> Exercise data
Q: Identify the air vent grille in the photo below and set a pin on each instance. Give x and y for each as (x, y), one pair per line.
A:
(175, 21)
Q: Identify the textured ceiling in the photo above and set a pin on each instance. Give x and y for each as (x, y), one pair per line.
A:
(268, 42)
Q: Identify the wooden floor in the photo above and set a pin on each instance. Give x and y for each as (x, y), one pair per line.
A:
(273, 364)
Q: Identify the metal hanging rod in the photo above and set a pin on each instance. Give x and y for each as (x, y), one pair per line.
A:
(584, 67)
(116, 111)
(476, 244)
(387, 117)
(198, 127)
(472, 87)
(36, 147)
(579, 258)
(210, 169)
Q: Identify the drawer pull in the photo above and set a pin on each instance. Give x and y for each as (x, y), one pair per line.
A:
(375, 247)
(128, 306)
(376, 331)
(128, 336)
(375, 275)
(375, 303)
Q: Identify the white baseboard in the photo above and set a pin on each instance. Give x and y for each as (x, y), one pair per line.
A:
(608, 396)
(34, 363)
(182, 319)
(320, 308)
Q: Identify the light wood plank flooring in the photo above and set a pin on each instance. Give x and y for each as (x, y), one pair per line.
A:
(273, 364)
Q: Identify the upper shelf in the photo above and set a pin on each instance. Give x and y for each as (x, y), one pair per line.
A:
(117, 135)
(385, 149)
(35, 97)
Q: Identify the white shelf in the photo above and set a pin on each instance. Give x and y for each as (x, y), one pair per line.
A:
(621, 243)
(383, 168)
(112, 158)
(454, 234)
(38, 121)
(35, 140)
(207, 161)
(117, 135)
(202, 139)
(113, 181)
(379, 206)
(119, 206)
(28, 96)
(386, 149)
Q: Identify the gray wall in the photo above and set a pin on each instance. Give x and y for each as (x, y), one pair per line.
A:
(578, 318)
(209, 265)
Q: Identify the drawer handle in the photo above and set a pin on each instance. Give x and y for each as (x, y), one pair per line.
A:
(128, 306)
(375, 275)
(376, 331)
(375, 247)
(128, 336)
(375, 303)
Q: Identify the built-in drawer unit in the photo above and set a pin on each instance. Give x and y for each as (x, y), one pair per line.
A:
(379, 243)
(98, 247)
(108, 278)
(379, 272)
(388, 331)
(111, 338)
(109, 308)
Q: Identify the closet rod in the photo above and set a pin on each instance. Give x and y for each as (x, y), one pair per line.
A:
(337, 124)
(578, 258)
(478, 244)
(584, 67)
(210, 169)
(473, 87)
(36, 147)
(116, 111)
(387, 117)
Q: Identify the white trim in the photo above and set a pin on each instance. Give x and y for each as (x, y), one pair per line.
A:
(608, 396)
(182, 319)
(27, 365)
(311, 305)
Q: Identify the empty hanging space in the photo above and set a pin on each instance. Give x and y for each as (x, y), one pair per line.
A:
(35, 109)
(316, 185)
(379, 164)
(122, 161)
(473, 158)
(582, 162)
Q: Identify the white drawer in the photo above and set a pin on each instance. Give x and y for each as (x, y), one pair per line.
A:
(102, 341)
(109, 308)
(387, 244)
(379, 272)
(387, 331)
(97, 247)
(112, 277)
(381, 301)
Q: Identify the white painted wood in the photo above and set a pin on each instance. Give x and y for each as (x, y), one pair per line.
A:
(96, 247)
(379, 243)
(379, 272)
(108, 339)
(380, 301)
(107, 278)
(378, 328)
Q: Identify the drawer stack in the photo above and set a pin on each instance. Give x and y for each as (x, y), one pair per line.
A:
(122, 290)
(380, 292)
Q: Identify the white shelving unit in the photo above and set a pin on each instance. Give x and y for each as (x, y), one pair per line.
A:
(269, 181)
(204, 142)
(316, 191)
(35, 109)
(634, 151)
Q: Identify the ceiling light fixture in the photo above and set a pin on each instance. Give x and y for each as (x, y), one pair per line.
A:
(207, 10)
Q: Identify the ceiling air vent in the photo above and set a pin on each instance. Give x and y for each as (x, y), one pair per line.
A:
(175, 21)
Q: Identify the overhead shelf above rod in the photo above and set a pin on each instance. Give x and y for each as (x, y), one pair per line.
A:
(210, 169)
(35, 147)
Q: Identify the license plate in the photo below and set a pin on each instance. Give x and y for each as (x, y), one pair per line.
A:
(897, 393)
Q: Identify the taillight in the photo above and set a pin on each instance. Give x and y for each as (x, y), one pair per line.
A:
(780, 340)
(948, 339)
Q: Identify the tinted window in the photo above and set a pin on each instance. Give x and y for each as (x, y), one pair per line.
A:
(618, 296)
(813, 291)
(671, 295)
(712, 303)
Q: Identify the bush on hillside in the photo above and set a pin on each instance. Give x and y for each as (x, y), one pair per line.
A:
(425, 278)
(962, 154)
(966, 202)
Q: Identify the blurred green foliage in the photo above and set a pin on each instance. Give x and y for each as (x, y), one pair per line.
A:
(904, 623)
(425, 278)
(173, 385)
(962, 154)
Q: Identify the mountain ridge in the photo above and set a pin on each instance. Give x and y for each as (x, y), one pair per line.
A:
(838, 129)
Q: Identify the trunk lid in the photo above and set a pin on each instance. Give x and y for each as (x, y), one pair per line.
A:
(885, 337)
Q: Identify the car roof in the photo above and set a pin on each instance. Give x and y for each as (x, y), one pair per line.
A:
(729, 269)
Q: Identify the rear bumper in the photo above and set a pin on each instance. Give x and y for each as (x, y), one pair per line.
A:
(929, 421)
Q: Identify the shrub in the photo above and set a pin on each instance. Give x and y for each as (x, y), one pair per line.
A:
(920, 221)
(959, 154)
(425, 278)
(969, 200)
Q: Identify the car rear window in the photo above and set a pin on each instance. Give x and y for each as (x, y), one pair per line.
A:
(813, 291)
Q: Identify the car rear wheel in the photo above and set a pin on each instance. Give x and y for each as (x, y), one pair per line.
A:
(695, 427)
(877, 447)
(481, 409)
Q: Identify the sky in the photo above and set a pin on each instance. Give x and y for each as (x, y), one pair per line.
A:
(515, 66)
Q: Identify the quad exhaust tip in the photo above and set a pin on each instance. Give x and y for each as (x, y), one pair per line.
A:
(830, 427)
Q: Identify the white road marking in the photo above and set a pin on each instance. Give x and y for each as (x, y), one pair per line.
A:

> Work to complete
Reproduce the entire listing above verbatim, keeping every line unchanged.

> Exercise result
Q: Identify the air vent grille in the photo below and set a pin on each instance. Give x and y for each as (x, y), one pair per line.
A:
(175, 21)
Q: Identify the textured ceiling in the photo above and set a pin on each instance. Give x and y for each as (x, y), one pair per line.
A:
(268, 42)
Q: Identify the wooden floor in the photo above and set a pin on each instance. Give x and y for each as (x, y), one pair per line.
A:
(273, 364)
Q: Identify the metal hanging rod in the photo above and set a pin on each instance. Give x and y for each as (x, y), one pair per line.
A:
(584, 67)
(116, 111)
(476, 244)
(387, 117)
(198, 127)
(472, 87)
(36, 147)
(579, 258)
(210, 169)
Q: Identify the drawer pull in the photo above and set a pin on each instance. Give x and y for each as (x, y), one pair per line.
A:
(375, 247)
(128, 306)
(376, 331)
(128, 336)
(375, 275)
(375, 303)
Q: Identify the white baseboard in the photo above and set a pin on each instance. Give x and y for each as (x, y), one pair per line.
A:
(608, 396)
(34, 363)
(182, 319)
(320, 308)
Q: Identify the light wood plank flooring in the photo above and set a pin on each instance. Give x and y for each as (x, y), one pair per line.
A:
(273, 364)
Q: Identify the upper shelf in the photo above and set a pin on each instance. Give x and y for each as (x, y), one pair per line.
A:
(117, 135)
(385, 149)
(35, 97)
Q: Identify the white shelf in the photo above and set a pin on each instance. Give x and y for each as (x, y), one pair per line.
A:
(621, 243)
(383, 168)
(112, 158)
(454, 234)
(38, 121)
(35, 140)
(207, 161)
(117, 135)
(202, 139)
(113, 181)
(379, 206)
(119, 206)
(28, 96)
(386, 149)
Q: Identify the gray wall in the photo above and set a pin on each instance. Give x and y for each as (x, y), one pair per line.
A:
(578, 318)
(209, 265)
Q: Identify the drawer handle in the photo above and set a pin on each instance. Give x and y for each as (x, y), one pair per line.
A:
(128, 306)
(375, 275)
(376, 331)
(375, 247)
(128, 336)
(375, 303)
Q: Identify the built-in drawer unit in the photo above and set a pin on each instance. Give x and y for each as (x, y), one pair per line.
A:
(379, 243)
(98, 247)
(108, 278)
(379, 272)
(388, 331)
(111, 338)
(109, 308)
Q: Identify the closet rod in the photo above and set a pin on each instance. Give x and y for each as (x, y), one pair per line.
A:
(337, 124)
(578, 258)
(478, 244)
(584, 67)
(210, 169)
(473, 87)
(36, 147)
(116, 111)
(387, 117)
Q: Identify the white trim in the photo above and set a pin on each instance. Give x and y for each as (x, y), one pair per line.
A:
(608, 396)
(182, 319)
(27, 365)
(311, 305)
Q: Identify the empty hanging space in the photo above and set a pin on each instance. Give x and y for each as (x, y), one pair per line.
A:
(35, 109)
(316, 185)
(379, 164)
(122, 161)
(473, 158)
(582, 162)
Q: Identify the white drawer in the photo above and set a pin on each instance. Give x and y for each as (x, y), one pair per line.
A:
(102, 341)
(109, 308)
(387, 244)
(379, 272)
(387, 331)
(97, 247)
(112, 277)
(381, 301)
Q: Identify the white painted wood in the photo above and set a pin on each instance. Give x and y for each as (x, y), one pair per line.
A:
(96, 247)
(379, 243)
(379, 272)
(108, 339)
(380, 301)
(107, 278)
(378, 328)
Q: Identify the drawer stack in the photo above and set a pin on each instance. Give x and y for each as (x, y), one pair per line.
A:
(122, 290)
(380, 292)
Q: Identify the white shelving unit in the photo above and set a pin on each instance. Give x and y for each as (x, y), one pair per line.
A:
(269, 181)
(204, 142)
(316, 191)
(35, 109)
(634, 151)
Q: Identify the ceiling light fixture in the photo above and set a pin on each instance. Give x and y for each as (x, y), one pair per line.
A:
(207, 10)
Q: Identify the ceiling air vent in the photo above and set a pin on each instance. Give x and y for each as (x, y), one pair per line.
A:
(175, 21)
Q: Identify the overhead shelf above rod in the photo above and set a pin on each instance. Give x and y for each as (x, y), one pair per line.
A:
(210, 169)
(35, 147)
Q: Identify the license plate in the photo below and set a pin on each instance. Give x and y for each as (x, y), one pair per line.
A:
(897, 393)
Q: Identify the taillight in the photo above and set a pin on each instance. Give x and y for each as (x, y), one pair per line.
A:
(780, 340)
(948, 339)
Q: Identify the tinted window in the photo above and set a pin on each instance. Give x and y for each as (x, y), one pair per line.
A:
(618, 296)
(813, 291)
(671, 295)
(712, 303)
Q: Identify the bush on hillside in the photo above and set a pin on each instance. Give x and y for each as (x, y), one pair per line.
A:
(425, 278)
(962, 154)
(966, 202)
Q: Identify the blurred green foliage in the photo above and set a pin on each instance. Give x and y for each as (x, y), one pair per line.
A:
(904, 623)
(425, 278)
(173, 385)
(962, 154)
Q: Identify the mountain ridge in the photo above and set a pin on each instance. Give x and y for each as (x, y), one pair per line.
A:
(838, 129)
Q: Identify the trunk lid in the photo above and set a pin on each instance. Give x and y for each as (x, y), one pair per line.
A:
(885, 337)
Q: Identify the car roof in the photo above and set a pin on each instance. Give x and y for each as (x, y), one pair per line.
A:
(729, 269)
Q: Identify the rear bumper in the photo above and set a pin on each instance. Give x and y for each as (x, y), one pair per line.
A:
(929, 421)
Q: Identify the shrub in the photo above and set a pin on each instance. Give x and y for each as (x, y), one pair per line.
A:
(920, 221)
(959, 154)
(425, 278)
(969, 200)
Q: Identify the car rear window in the photo above and set a pin on each instance. Give x and y for each as (x, y), one pair per line.
A:
(813, 291)
Q: Identify the car rear wheel in the photo above and set a pin on each instance. Give x and y for each as (x, y), one pair per line.
A:
(695, 427)
(877, 447)
(481, 409)
Q: Identify the sky in the photo above and set a pin on each instance. Give x and y for each as (x, y), one pair per line.
A:
(515, 66)
Q: Identify the quad exhaust tip in the photo above and set a pin on each instance. Give x and y for each as (x, y), one pair per line.
A:
(830, 427)
Q: Identify the white road marking in the photo above and set a pin on each instance. Give x and y for each as (x, y), one pair per line.
A:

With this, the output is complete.